++++ Sélection ++++
Première édition vidéo d’un film de Veit Harlan, dont la réputation fut entachée par Le Juif Süss. Voici un Heimatfilm, genre à découvrir.

La Ville dorée

Fiancée par son père, le maire du village, au fermier Thomas, la jolie Anna Jobst confie à l’ingénieur Christian Leidwein être attirée par les lumières de Prague qu’elle décide de visiter juste avant son mariage, pendant l’absence de son père et de Thomas. Se souvenant que sa mère, venant de la ville, s’était suicidée ne supportant plus de devoir passer le reste de sa vie à la campagne, elle cède aux avances de son cousin Toni, un jeune dépravé, serveur dans un restaurant.

La Ville dorée (Die goldene Stadt) fut sélectionné à Venise en 1942 pour la Coupe Mussolini du meilleur film étranger et remporta deux prix, la Coupe Volpi d’interprétation féminine attribuée à Kristina Söderbaum et le Prix de la Chambre internationale du film en couleurs.

La Ville dorée est le dix-huitième de la trentaine de films réalisés, de 1935 jusqu’à sa mort, par l’acteur Veit Harlan (1899-1964), surtout connu pour Le Juif Süss (Jud Süß, 1940), la deuxième adaptation, celle-ci notoirement antisémite, du roman de Lion Feuchtwanger publié en 1925, basé sur la véritable histoire de Joseph Süss Oppenheimer, après celle réalisée au Royaume Uni en 1934 par Lothar Mendes sous le titre Jew Süss. Le film fit 40 millions d’entrées en Europe, mais valut à Veit Harlan d’être poursuivi après la guerre pour complicité de crime contre l’humanité. Il fut acquitté en premier ressort en 1949, puis en appel en 1950.
++++ Jeu de données ++++
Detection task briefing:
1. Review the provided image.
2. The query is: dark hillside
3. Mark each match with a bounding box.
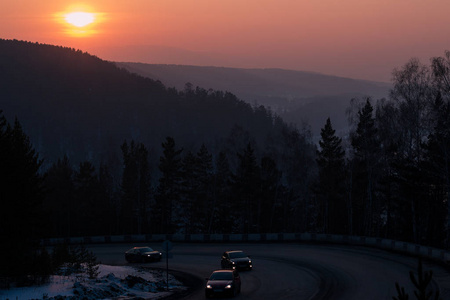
++++
▸ **À faire**
1 - D'après le texte sur La Ville dorée, quels sont les deux prix que le film a remportés à Venise en 1942 ?
2 - Reprenez le texte sur La Ville dorée juste après sa dernière phrase.
Le listing ci-dessus n'est d'aucune utilité ici.

▸ **Réponses attendues**
1 - La Coupe Volpi d'interprétation féminine, attribuée à Kristina Söderbaum, et le Prix de la Chambre internationale du film en couleurs.

2 -
La Ville dorée s’inscrit dans le genre Heimatfilm louant l’attachement à la terre natale, en particulier à la campagne, un genre qui restera populaire en Allemagne, en Autriche et en Suisse dans les années 60, dont un bon exemple est La Famille Trapp (Die Trapp-Familie, Wolfgang Liebeneiner, 1956) et son remake américain, La Mélodie du bonheur (The Sound of Music, Robert Wise, 1965).

La Ville dorée

Au film, d’une durée de 108 minutes, est ajoutée la fin originale que Joseph Goebbels trouvait trop positive. La piste sonore a été perdue : les dialogues ont dû être reconstitués, sous la forme de sous-titres, en lisant sur les lèvres.

La mise en scène conventionnelle de La Ville dorée est rachetée par la photographie de Bruno Mondi. Chef-opérateur de sept autres films de Veit Harlan, il avait brillamment commencé sa carrière en 1921, sous la houlette de Fritz Lang, avec Les Trois Lumières (Der müde Tod).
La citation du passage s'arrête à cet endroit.